*STATED PROBLEM*.
Can you turn every line of the items below into a Markdown table with the columns "Row" and "Line", skipping blank lines and leaving the pictures out?

>> START EXERCISE DATA

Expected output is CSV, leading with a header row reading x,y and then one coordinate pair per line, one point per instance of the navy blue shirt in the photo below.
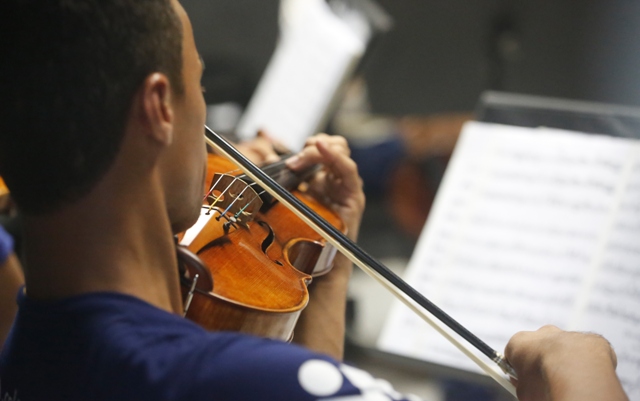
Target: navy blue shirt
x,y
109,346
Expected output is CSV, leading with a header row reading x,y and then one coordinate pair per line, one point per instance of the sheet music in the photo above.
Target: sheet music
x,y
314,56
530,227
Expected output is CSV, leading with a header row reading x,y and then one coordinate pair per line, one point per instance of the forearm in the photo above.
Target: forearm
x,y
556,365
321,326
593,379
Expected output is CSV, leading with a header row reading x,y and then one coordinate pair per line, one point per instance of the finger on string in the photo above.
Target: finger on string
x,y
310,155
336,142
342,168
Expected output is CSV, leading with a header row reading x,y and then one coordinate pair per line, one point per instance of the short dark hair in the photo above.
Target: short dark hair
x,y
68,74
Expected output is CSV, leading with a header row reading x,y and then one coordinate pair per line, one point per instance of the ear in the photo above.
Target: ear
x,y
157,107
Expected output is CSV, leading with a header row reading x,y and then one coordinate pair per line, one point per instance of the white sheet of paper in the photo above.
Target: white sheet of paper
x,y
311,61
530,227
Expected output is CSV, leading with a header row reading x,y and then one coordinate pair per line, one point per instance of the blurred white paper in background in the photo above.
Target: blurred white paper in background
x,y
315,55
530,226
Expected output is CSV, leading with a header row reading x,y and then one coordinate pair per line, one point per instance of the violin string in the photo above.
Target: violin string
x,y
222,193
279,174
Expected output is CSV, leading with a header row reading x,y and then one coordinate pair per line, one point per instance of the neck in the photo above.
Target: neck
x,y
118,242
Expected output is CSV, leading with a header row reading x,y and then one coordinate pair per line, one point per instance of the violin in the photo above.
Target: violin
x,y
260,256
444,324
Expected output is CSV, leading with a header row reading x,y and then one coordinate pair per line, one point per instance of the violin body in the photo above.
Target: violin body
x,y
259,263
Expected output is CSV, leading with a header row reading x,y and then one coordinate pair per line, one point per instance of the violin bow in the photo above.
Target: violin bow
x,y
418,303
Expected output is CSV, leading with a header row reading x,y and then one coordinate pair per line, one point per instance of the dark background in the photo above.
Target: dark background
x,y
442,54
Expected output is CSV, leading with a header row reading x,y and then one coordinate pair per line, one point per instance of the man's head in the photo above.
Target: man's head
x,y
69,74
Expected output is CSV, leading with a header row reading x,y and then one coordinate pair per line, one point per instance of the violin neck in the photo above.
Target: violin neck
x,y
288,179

>> END EXERCISE DATA

*ANSWER TO THIS EXERCISE*.
| Row | Line |
|---|---|
| 1 | Expected output is CSV, leading with a header row reading x,y and then one coordinate pair per line, one point per instance of the navy blue shirt in the photo below. |
| 2 | Target: navy blue shirt |
| 3 | x,y |
| 4 | 109,346 |
| 5 | Expected output is CSV, leading with a header row reading x,y and then one coordinate pair per line, one point per instance of the sheet music in the photo above. |
| 6 | Target: sheet music |
| 7 | x,y |
| 8 | 314,56 |
| 9 | 530,227 |
| 10 | Expected output is CSV, leading with a header row reading x,y and then one coordinate pair per line, one point per instance of the forearm in the photo above. |
| 11 | Target: forearm |
| 12 | x,y |
| 13 | 556,365 |
| 14 | 321,326 |
| 15 | 593,379 |
| 16 | Expected output is CSV, leading with a header row reading x,y and then one coordinate pair per line, one point per instance of the finger on string in the photo above. |
| 17 | Target: finger on string |
| 18 | x,y |
| 19 | 310,155 |
| 20 | 336,142 |
| 21 | 342,168 |
| 22 | Expected output is CSV, leading with a header row reading x,y and then one coordinate pair per line, one point per instance of the short dark hair in the photo above. |
| 23 | Target: short dark hair |
| 24 | x,y |
| 25 | 68,74 |
| 26 | Expected output is CSV, leading with a header row reading x,y and then one coordinate pair per line, one point per instance of the ear in the photo above. |
| 27 | Target: ear |
| 28 | x,y |
| 29 | 157,107 |
| 30 | Expected output is CSV, leading with a header row reading x,y and then one coordinate pair per line, one point per instance of the white sheet of paper in the photo above. |
| 31 | Target: white sheet of paper |
| 32 | x,y |
| 33 | 311,61 |
| 34 | 530,227 |
| 35 | Expected output is CSV, leading with a header row reading x,y and then one coordinate pair per line, one point per instance of the blurred white paper in background in the photo above. |
| 36 | Target: blurred white paper in background |
| 37 | x,y |
| 38 | 315,55 |
| 39 | 530,226 |
| 40 | Expected output is CSV, leading with a header row reading x,y and then one coordinate pair per line, one point per instance of the violin string in the photo above. |
| 41 | Target: violin string |
| 42 | x,y |
| 43 | 222,193 |
| 44 | 279,174 |
| 45 | Expected output is CSV, leading with a header row reading x,y and then one coordinate pair per line, one point per instance of the neck in the photo above. |
| 46 | Target: neck |
| 47 | x,y |
| 48 | 118,242 |
| 49 | Expected output is CSV, leading with a header row reading x,y and then one coordinate pair per line, one point per instance of the violin in the photo above. |
| 50 | Target: violin |
| 51 | x,y |
| 52 | 260,256 |
| 53 | 444,324 |
| 54 | Expected output is CSV, leading with a header row reading x,y and then one coordinate pair per line, one point per instance of the violin body in the photo above. |
| 55 | Target: violin body |
| 56 | x,y |
| 57 | 259,263 |
| 58 | Expected output is CSV, leading with a header row reading x,y and then one coordinate pair per line, one point per instance of the violin bow in the photo above. |
| 59 | Target: violin bow |
| 60 | x,y |
| 61 | 418,303 |
| 62 | Expected output is CSV, leading with a header row reading x,y and then one coordinate pair per line, one point per instance of the dark background in the photo above. |
| 63 | Target: dark background |
| 64 | x,y |
| 65 | 442,54 |
| 66 | Expected output is CSV, leading with a header row reading x,y and then one coordinate pair per line, one point per instance of the man's head in the photo above. |
| 67 | Target: man's head |
| 68 | x,y |
| 69 | 69,74 |
| 70 | Expected output is CSV, leading with a header row reading x,y and then one coordinate pair per line, one point per instance of the violin neck in the photo above. |
| 71 | Target: violin neck |
| 72 | x,y |
| 73 | 288,179 |